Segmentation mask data
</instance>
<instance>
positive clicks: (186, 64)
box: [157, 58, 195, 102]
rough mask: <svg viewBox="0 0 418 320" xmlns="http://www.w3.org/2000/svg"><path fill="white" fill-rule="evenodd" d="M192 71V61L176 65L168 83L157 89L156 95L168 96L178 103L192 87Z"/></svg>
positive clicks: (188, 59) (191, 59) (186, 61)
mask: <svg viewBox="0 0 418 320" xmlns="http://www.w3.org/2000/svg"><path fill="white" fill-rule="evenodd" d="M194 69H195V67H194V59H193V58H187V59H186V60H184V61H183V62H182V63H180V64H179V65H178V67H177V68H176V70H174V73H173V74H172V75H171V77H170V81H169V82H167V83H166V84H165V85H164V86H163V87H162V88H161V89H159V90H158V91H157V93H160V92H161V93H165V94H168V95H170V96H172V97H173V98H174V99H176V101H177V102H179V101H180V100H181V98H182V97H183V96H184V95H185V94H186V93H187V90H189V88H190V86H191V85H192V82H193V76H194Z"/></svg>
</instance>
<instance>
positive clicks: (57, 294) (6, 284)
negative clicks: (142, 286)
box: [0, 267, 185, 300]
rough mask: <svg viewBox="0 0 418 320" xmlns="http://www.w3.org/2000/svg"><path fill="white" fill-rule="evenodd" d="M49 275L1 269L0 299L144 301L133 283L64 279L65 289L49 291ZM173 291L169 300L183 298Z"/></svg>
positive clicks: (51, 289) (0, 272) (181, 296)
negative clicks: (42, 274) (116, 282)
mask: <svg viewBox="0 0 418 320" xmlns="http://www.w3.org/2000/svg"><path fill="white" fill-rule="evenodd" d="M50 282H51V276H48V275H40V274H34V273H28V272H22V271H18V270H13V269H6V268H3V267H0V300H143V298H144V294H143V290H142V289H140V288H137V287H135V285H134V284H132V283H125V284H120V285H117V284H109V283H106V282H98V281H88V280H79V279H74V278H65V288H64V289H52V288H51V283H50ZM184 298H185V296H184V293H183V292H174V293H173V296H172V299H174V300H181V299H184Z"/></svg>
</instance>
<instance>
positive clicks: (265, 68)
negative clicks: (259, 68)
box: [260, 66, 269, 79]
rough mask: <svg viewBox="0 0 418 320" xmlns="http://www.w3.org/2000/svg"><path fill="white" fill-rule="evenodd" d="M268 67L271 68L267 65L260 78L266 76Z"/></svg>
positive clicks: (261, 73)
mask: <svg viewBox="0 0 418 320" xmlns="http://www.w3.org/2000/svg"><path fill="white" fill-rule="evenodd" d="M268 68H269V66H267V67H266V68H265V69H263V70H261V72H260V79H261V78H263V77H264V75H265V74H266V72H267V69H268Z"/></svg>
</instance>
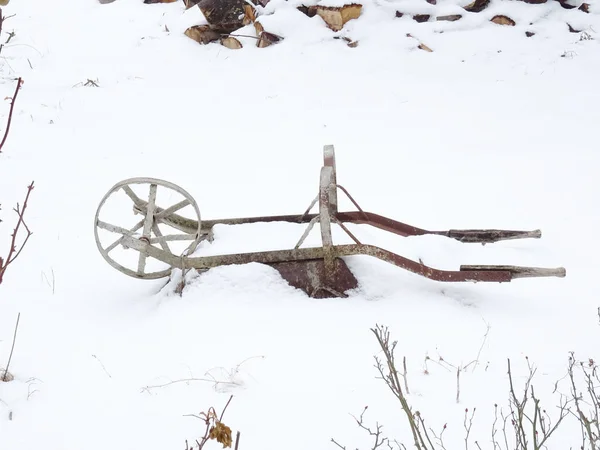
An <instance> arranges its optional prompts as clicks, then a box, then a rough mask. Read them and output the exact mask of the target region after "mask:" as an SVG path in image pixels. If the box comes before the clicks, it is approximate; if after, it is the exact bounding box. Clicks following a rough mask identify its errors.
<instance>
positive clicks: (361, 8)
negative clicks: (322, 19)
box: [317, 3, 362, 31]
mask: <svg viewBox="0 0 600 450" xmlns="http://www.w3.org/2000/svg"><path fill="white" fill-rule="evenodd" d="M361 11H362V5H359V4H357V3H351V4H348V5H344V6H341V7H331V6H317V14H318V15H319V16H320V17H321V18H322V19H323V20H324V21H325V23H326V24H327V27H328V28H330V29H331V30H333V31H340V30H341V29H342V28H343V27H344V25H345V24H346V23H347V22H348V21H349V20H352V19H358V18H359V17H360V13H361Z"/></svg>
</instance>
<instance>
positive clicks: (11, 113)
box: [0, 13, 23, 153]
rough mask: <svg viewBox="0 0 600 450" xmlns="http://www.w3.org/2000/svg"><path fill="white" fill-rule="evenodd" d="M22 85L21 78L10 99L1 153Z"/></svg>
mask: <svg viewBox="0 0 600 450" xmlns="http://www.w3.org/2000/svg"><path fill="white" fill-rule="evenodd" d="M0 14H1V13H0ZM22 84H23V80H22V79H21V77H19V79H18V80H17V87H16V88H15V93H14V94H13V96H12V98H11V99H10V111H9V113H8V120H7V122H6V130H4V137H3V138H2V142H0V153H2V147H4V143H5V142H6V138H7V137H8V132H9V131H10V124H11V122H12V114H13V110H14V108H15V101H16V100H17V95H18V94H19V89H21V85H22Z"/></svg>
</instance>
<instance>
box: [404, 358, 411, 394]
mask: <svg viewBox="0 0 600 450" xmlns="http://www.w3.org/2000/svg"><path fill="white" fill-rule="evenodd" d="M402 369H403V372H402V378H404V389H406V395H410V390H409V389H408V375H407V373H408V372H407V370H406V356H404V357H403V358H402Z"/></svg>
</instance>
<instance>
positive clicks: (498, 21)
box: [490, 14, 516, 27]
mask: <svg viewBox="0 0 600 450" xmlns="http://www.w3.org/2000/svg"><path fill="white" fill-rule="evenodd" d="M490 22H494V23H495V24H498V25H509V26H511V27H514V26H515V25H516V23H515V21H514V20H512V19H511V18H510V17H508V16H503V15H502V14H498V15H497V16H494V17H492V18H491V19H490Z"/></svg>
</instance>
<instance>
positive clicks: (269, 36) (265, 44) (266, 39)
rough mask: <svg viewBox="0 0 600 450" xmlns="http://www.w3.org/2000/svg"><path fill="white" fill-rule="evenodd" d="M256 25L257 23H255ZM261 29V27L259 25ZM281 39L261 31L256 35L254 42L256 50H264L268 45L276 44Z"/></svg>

Work to be completed: Could you transcribe the records above exactly, leaving out any pictures?

Problem solution:
</instance>
<instance>
positive clicks: (186, 64)
box: [157, 58, 195, 102]
rough mask: <svg viewBox="0 0 418 320" xmlns="http://www.w3.org/2000/svg"><path fill="white" fill-rule="evenodd" d="M192 71V61L176 65L168 83L157 89L156 95L168 96L178 103L192 87Z"/></svg>
positive clicks: (188, 59) (191, 59) (186, 61)
mask: <svg viewBox="0 0 418 320" xmlns="http://www.w3.org/2000/svg"><path fill="white" fill-rule="evenodd" d="M194 69H195V67H194V59H193V58H187V59H186V60H184V61H183V62H182V63H180V64H179V65H178V67H177V68H176V70H174V73H173V74H172V75H171V77H170V81H169V82H167V83H166V84H165V85H164V86H163V87H162V88H161V89H159V90H158V91H157V93H160V92H161V93H165V94H168V95H170V96H172V97H173V98H174V99H176V101H177V102H179V101H180V100H181V98H182V97H183V96H184V95H185V94H186V93H187V90H189V88H190V86H191V85H192V82H193V76H194Z"/></svg>
</instance>
<instance>
positive clicks: (57, 294) (6, 284)
negative clicks: (142, 286)
box: [0, 267, 185, 300]
rough mask: <svg viewBox="0 0 418 320" xmlns="http://www.w3.org/2000/svg"><path fill="white" fill-rule="evenodd" d="M49 275L1 269L0 299L144 301L133 283L64 279L65 289L49 291ZM173 291L169 300L183 298Z"/></svg>
positive clicks: (51, 289) (0, 272) (181, 296)
negative clicks: (42, 274) (116, 282)
mask: <svg viewBox="0 0 418 320" xmlns="http://www.w3.org/2000/svg"><path fill="white" fill-rule="evenodd" d="M50 282H51V276H48V275H40V274H34V273H28V272H22V271H18V270H13V269H6V268H3V267H0V300H143V298H144V294H143V290H142V289H140V288H137V287H135V285H134V284H132V283H125V284H120V285H117V284H109V283H106V282H98V281H88V280H79V279H74V278H65V288H64V289H52V288H51V283H50ZM184 298H185V296H184V293H183V292H174V293H173V296H172V299H174V300H181V299H184Z"/></svg>
</instance>
<instance>
positive clicks: (265, 68)
negative clicks: (259, 68)
box: [260, 66, 269, 79]
rough mask: <svg viewBox="0 0 418 320" xmlns="http://www.w3.org/2000/svg"><path fill="white" fill-rule="evenodd" d="M268 67L271 68L267 65L260 78L266 76Z"/></svg>
positive clicks: (261, 73)
mask: <svg viewBox="0 0 418 320" xmlns="http://www.w3.org/2000/svg"><path fill="white" fill-rule="evenodd" d="M268 68H269V66H267V67H266V68H265V69H263V70H261V72H260V79H261V78H263V77H264V75H265V74H266V72H267V69H268Z"/></svg>
</instance>
An <instance> arranges its optional prompts as clicks, then a box, then a rough mask. Read them and output the exact mask of the target region after "mask:" as an SVG path in image pixels. If the box comes before the clicks, it is approximate; if after, it is the exact bounding box. Clicks following a rough mask identify its errors.
<instance>
positive clicks: (361, 8)
negative clicks: (322, 19)
box: [317, 3, 362, 31]
mask: <svg viewBox="0 0 600 450" xmlns="http://www.w3.org/2000/svg"><path fill="white" fill-rule="evenodd" d="M361 11H362V5H359V4H357V3H351V4H348V5H344V6H341V7H331V6H317V14H318V15H319V16H320V17H321V18H322V19H323V20H324V21H325V23H326V24H327V27H328V28H330V29H331V30H333V31H340V30H341V29H342V28H343V27H344V25H345V24H346V23H347V22H348V21H349V20H352V19H358V18H359V17H360V13H361Z"/></svg>
</instance>
<instance>
positive clicks: (11, 113)
box: [0, 13, 23, 153]
rough mask: <svg viewBox="0 0 600 450" xmlns="http://www.w3.org/2000/svg"><path fill="white" fill-rule="evenodd" d="M22 85L21 78L10 99L1 153Z"/></svg>
mask: <svg viewBox="0 0 600 450" xmlns="http://www.w3.org/2000/svg"><path fill="white" fill-rule="evenodd" d="M0 14H1V13H0ZM22 84H23V80H22V79H21V77H19V79H18V80H17V87H16V88H15V93H14V94H13V96H12V98H11V99H10V111H9V113H8V120H7V122H6V130H4V137H3V138H2V142H0V153H2V147H4V143H5V142H6V138H7V137H8V132H9V131H10V124H11V122H12V114H13V110H14V108H15V101H16V100H17V95H18V94H19V89H21V85H22Z"/></svg>
</instance>
<instance>
box: [404, 358, 411, 394]
mask: <svg viewBox="0 0 600 450" xmlns="http://www.w3.org/2000/svg"><path fill="white" fill-rule="evenodd" d="M402 369H403V372H402V378H404V389H406V395H410V390H409V389H408V375H407V373H408V372H407V370H406V356H404V357H403V358H402Z"/></svg>
</instance>
<instance>
positive clicks: (498, 21)
box: [490, 14, 516, 27]
mask: <svg viewBox="0 0 600 450" xmlns="http://www.w3.org/2000/svg"><path fill="white" fill-rule="evenodd" d="M490 22H494V23H495V24H498V25H509V26H511V27H514V26H515V25H516V23H515V21H514V20H512V19H511V18H510V17H508V16H503V15H502V14H498V15H497V16H494V17H492V18H491V19H490Z"/></svg>
</instance>
<instance>
positive clicks: (269, 36) (265, 44) (266, 39)
rough mask: <svg viewBox="0 0 600 450" xmlns="http://www.w3.org/2000/svg"><path fill="white" fill-rule="evenodd" d="M256 25L257 23H255ZM261 29V27L259 25ZM281 39L261 31L256 35L254 42L256 50H264L268 45L276 44Z"/></svg>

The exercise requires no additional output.